---------- Material supplied ----------

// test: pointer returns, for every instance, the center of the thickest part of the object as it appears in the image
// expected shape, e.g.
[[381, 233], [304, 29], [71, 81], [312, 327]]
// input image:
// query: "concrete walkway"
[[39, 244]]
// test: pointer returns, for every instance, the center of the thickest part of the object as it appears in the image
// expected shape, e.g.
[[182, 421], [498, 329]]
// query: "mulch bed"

----------

* _Task details_: Retype the listing above without a single difference.

* _Reply_:
// test: pointer returns, for every instance, the center of the thickest part of the object as it appears in the image
// expected shape, e.g.
[[381, 233], [304, 29], [71, 81], [312, 327]]
// input image:
// query: "concrete walkway"
[[39, 244]]
// test: pointer returns, for every instance, the center of the thickest part of the object as it appears in the image
// expected shape, e.g.
[[182, 421], [498, 329]]
// query: "mulch bed"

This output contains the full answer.